** START RECORD SET **
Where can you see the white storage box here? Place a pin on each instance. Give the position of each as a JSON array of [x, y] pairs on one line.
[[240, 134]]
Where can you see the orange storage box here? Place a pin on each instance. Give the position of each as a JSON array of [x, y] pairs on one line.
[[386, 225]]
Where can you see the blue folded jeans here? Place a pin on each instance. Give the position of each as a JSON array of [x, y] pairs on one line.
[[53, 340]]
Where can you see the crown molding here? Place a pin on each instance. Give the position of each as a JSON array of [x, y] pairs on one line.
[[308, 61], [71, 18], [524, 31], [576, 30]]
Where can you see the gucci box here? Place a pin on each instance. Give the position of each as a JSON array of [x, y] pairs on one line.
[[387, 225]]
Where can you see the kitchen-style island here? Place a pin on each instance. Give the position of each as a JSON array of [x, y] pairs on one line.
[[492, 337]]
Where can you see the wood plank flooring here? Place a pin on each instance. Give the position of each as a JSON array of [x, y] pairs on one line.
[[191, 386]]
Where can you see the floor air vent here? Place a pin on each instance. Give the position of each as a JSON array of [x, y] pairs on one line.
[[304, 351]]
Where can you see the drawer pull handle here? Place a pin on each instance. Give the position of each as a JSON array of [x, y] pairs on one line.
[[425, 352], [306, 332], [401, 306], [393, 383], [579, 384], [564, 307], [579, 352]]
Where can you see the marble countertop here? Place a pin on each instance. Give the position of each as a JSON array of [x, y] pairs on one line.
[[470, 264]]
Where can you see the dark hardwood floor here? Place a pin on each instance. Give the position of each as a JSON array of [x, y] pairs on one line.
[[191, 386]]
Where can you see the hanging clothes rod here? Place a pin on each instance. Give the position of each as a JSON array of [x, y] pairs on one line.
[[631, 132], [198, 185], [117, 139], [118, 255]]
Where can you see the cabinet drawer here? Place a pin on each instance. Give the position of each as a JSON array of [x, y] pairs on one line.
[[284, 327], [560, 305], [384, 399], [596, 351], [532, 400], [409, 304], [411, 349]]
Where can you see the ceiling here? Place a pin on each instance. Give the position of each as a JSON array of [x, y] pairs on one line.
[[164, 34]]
** END RECORD SET **
REQUEST –
Put every line of the records above into a Markdown table with two columns, Row and Record line. Number the rows in order and leave out blank lines.

ANSWER TO THIS PROBLEM –
| Row | Record line |
|---|---|
| 1 | Where can you see the white storage box here? Place a pin on each instance. Give the position of each as a JSON array of [x, y] pairs on one line. |
| 2 | [[240, 134]] |
| 3 | Where can you see the orange storage box here? Place a pin on each instance. Give the position of each as a JSON array of [x, y] pairs on one line. |
| 4 | [[386, 225]] |
| 5 | Where can you see the blue folded jeans here? Place a pin on each instance. Give the position of each as a JSON array of [x, y] pairs on one line. |
| 6 | [[53, 340]] |
| 7 | Where can you see the crown molding here? Place a pin on each instance. Give the position of each as a JSON array of [x, y] pairs on one line. |
| 8 | [[308, 61], [71, 18], [524, 31], [576, 30]] |
| 9 | Where can you see the gucci box here? Place a pin on each instance. Give the position of each as a JSON array of [x, y] pairs on one line. |
| 10 | [[387, 225]] |
| 11 | Where can you see the kitchen-style island here? Place a pin on each instance. Give the position of each as a JSON array of [x, y] pairs on one line. |
| 12 | [[492, 337]] |
| 13 | Where can you see the wood plank flooring here? Place a pin on each instance. Give the position of each as a JSON array of [x, y] pairs on one line. |
| 14 | [[191, 386]] |
| 15 | Where can you see the floor air vent here? Place a pin on each instance. Give the position of each as a JSON array of [x, y] pairs on one line. |
| 16 | [[304, 351]] |
| 17 | Where can you see the drawer pull handle here? Place a pin on each instance. Give the position of each as a JSON array of [x, y] pairs on one line. |
| 18 | [[425, 352], [306, 332], [401, 306], [393, 383], [579, 384], [564, 307], [579, 352]] |
| 19 | Where can you see the marble countertop here? Place a pin on each instance. Give the position of each as a JSON array of [x, y] pairs on one line. |
| 20 | [[470, 264]] |
| 21 | Where can you see the dark hardwood floor here? Place a pin on each instance. Give the position of each as a JSON array of [x, y] pairs on one line. |
| 22 | [[191, 386]] |
| 23 | Where can you see the hanging clothes rod here? Place a pin on each instance. Give the position of each as a JSON array of [x, y] pairs on one line. |
| 24 | [[631, 132], [198, 185], [117, 139], [118, 255]] |
| 25 | Where can you see the cabinet drawer here? Place a pin on each instance. Give the position of each as a JSON array of [x, y] pairs on one line. |
| 26 | [[284, 327], [560, 305], [384, 399], [596, 351], [532, 400], [409, 304], [411, 349]] |
| 27 | Where can you see the ceiling here? Place a pin on each instance. Give the position of each as a JSON array of [x, y] pairs on one line. |
| 28 | [[164, 34]] |